Problem. Your task is to repeat the entries exactly. Leave the pictures out.

# Records shown start

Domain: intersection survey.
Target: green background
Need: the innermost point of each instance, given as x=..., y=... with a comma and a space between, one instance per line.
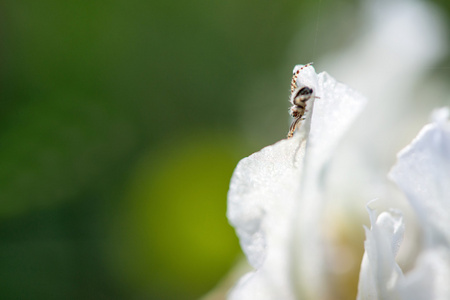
x=120, y=125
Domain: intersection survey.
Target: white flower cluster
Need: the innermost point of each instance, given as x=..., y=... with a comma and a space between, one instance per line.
x=279, y=196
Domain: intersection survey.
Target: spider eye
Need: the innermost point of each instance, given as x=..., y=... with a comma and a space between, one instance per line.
x=305, y=91
x=302, y=95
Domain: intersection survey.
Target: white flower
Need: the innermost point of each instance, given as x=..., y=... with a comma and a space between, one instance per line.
x=280, y=197
x=275, y=200
x=423, y=173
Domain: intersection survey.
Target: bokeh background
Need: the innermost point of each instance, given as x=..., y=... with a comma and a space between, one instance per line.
x=120, y=125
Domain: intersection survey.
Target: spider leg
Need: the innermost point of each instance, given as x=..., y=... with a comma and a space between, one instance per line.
x=293, y=127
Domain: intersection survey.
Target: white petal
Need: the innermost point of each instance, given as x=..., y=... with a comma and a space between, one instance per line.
x=423, y=173
x=379, y=271
x=430, y=278
x=266, y=189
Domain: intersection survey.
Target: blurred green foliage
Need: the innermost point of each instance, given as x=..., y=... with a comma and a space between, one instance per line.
x=120, y=125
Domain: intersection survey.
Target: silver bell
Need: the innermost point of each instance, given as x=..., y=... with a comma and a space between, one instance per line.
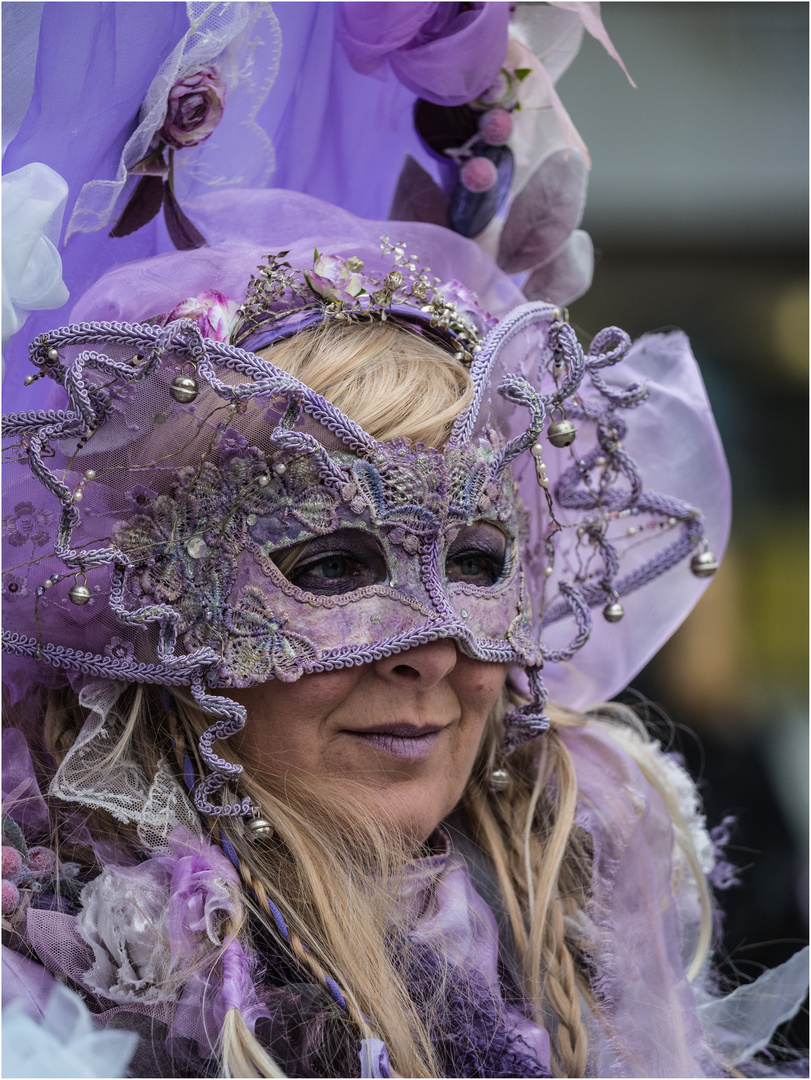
x=259, y=828
x=562, y=433
x=184, y=389
x=704, y=564
x=80, y=594
x=499, y=780
x=613, y=611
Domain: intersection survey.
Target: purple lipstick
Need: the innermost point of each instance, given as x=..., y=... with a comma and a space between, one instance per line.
x=405, y=741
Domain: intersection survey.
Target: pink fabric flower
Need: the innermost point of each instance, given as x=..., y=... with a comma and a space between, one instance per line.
x=213, y=312
x=203, y=894
x=332, y=279
x=496, y=126
x=12, y=862
x=10, y=898
x=478, y=174
x=41, y=862
x=194, y=108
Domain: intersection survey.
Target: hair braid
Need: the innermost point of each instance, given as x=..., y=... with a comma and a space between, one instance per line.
x=561, y=987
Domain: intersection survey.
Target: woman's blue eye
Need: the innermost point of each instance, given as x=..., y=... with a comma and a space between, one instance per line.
x=338, y=563
x=477, y=555
x=476, y=568
x=336, y=566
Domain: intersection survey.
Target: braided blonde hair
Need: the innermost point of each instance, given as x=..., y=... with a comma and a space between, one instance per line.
x=316, y=867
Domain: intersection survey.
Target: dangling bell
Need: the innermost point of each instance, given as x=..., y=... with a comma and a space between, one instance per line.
x=499, y=780
x=259, y=828
x=562, y=433
x=704, y=564
x=613, y=611
x=80, y=594
x=184, y=389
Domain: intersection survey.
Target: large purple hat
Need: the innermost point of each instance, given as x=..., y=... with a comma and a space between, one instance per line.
x=161, y=513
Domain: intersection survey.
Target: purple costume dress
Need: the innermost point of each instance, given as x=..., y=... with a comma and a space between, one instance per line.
x=298, y=148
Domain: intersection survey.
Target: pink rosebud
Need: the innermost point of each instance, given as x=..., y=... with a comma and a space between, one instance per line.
x=496, y=126
x=332, y=279
x=41, y=862
x=11, y=896
x=12, y=862
x=478, y=174
x=194, y=108
x=212, y=311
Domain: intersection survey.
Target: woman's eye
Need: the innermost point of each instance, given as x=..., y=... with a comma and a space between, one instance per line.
x=476, y=568
x=335, y=564
x=332, y=568
x=477, y=555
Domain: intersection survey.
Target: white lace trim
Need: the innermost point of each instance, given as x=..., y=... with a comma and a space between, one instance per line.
x=88, y=777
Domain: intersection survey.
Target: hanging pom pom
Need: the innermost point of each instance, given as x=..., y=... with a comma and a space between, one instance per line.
x=478, y=174
x=496, y=126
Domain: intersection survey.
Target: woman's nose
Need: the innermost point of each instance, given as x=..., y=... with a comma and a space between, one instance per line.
x=423, y=666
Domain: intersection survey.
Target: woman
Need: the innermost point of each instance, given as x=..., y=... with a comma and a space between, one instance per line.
x=298, y=578
x=296, y=549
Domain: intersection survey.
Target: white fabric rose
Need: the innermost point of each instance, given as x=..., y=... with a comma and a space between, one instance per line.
x=34, y=203
x=65, y=1042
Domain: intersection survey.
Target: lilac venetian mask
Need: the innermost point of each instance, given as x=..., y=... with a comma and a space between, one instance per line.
x=254, y=531
x=284, y=558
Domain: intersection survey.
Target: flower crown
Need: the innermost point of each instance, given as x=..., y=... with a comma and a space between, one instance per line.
x=281, y=299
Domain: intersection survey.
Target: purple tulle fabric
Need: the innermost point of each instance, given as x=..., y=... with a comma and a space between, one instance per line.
x=447, y=53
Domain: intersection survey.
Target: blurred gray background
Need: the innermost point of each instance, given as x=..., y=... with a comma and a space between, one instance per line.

# Records shown end

Output for this task.
Domain: intersection survey.
Target: green background
Need: the innermost point of each instance, given as x=..., y=... with a comma and a space between, one instance per line.
x=120, y=125
Domain: intersection survey.
Target: white flower cluster
Need: the innermost point of each instance, given as x=..., y=... with a comma and a space between, one instance per line.
x=279, y=196
Domain: intersection survey.
Target: spider eye
Need: the innermost point of each instance, given as x=..., y=... with a comma and a space between, one instance per line.
x=305, y=91
x=302, y=95
Domain: intersection survey.
Target: white flower
Need: the innermost point of each instance, given as x=..., y=... with a comma and a space between, one instance per line.
x=280, y=197
x=275, y=200
x=423, y=173
Domain: intersection survey.
Target: bokeh background
Need: the innermost point of each instance, given as x=..., y=... with a comma and a space between, one instance per line.
x=120, y=125
Domain: intersection survey.
Target: spider leg
Need: the innermost point of each instance, given as x=..., y=... with a comma and a space between, one instance per line.
x=293, y=127
Domain: intersection survey.
Target: white petal
Need: the innermost point of each instance, given as x=..., y=... with a comma and a space between, one instance per line.
x=423, y=173
x=379, y=271
x=430, y=278
x=266, y=189
Domain: intersection survey.
Target: blurred green foliage
Need: the innermost point of each instance, given as x=..., y=... with a comma and a space between, one instance per line.
x=120, y=125
Domain: intersection survey.
Target: silver bell
Need: the innermost point of each instance, given as x=..., y=... with a comma and a space between, one instance per line.
x=259, y=828
x=562, y=433
x=184, y=389
x=704, y=564
x=80, y=594
x=499, y=780
x=613, y=611
Domain: intersection survey.
Target: purple lipstick
Need: the innermost point of each instance, given as x=..., y=... with a comma and a space between, one instance per line.
x=405, y=741
Domain: intersection survey.
Target: pink fabric flower
Need: the innermost point of each instance, given as x=..., y=... with a comma and a space between, one instance per line.
x=213, y=312
x=203, y=894
x=332, y=279
x=496, y=126
x=12, y=862
x=10, y=898
x=478, y=174
x=41, y=862
x=194, y=108
Domain: intersection survey.
Target: hair braid
Need: the innermost point of each instance, given as x=..., y=... with a comma and a space between, one instance per line.
x=561, y=987
Domain: intersection survey.
Target: woman's blue eye
Need: the innermost point of each instance, given as x=..., y=... with a comma and a space between, one instance per line.
x=338, y=563
x=477, y=555
x=476, y=568
x=336, y=566
Domain: intersection survey.
Target: braided blonde hair
Need: the innermost point of each instance, given as x=..., y=... with a comma and a space between, one instance per line.
x=316, y=867
Domain: intersection survey.
Target: dangling bell
Need: the innermost point of each instance, given as x=..., y=... with a comma and a space between, one instance per line.
x=499, y=780
x=259, y=828
x=562, y=433
x=704, y=564
x=613, y=611
x=80, y=594
x=184, y=389
Domain: intersection survey.
Target: large purple hat
Need: the innermost point of each instance, given as x=..., y=... with a comma and a space between, one instance per line.
x=161, y=513
Domain: intersection survey.
Target: purple costume dress
Need: the innermost point of each instance, given as x=..., y=... with a comma and a space between, one instance per line.
x=298, y=148
Domain: intersection survey.
Target: pink rosebud
Need: the innermost point of each instance, given as x=..., y=... with a comma and a space between, one instance per line.
x=496, y=126
x=332, y=279
x=41, y=862
x=11, y=896
x=12, y=862
x=478, y=174
x=194, y=108
x=212, y=311
Domain: intersection survey.
Target: woman's eye
Need: the innermost point of each instance, given as x=..., y=... with a comma and a space between, one instance per line.
x=476, y=568
x=335, y=564
x=332, y=568
x=477, y=555
Domain: intersection survey.
Target: white lace trim
Need: the innermost point of each instance, given as x=..., y=... with a comma and a space between, one instance per line.
x=88, y=777
Domain: intersection survey.
Target: hanging pom pom
Need: the innermost point of each instance, given as x=..., y=... with a comma and a space between, one instance per line.
x=478, y=174
x=496, y=126
Domain: intersection survey.
Target: woman's nose
Need: the innermost point of each instance, given as x=..., y=... with a comma and a space between, one instance per line.
x=423, y=666
Domain: intersection survey.
Target: woman
Need: the innermost point of each instance, given as x=..., y=... with a comma and a space between, one instance per line.
x=298, y=578
x=296, y=549
Domain: intersection survey.
Target: white fabric rose
Need: the innermost point of each instance, given as x=..., y=... with a comma and a space between, one instance per line.
x=34, y=203
x=65, y=1042
Domain: intersection survey.
Target: lilac venetian mask
Need: the innermost point of each instance, given as x=..., y=... with a comma and a space between, one instance per line.
x=254, y=531
x=284, y=558
Domain: intersection survey.
Target: flower crown
Need: the innermost point of each instance, given as x=..., y=... with a comma and a space between, one instance per line.
x=281, y=299
Domain: intersection survey.
Target: purple tulle fabric
Need: the innermost point of each instance, given as x=..., y=... with a comma and a space between, one instance per line.
x=447, y=53
Domain: intersection survey.
Target: blurred gray background
Need: the innermost point of each instance, given as x=..., y=... with a comma and a space between, one instance per line.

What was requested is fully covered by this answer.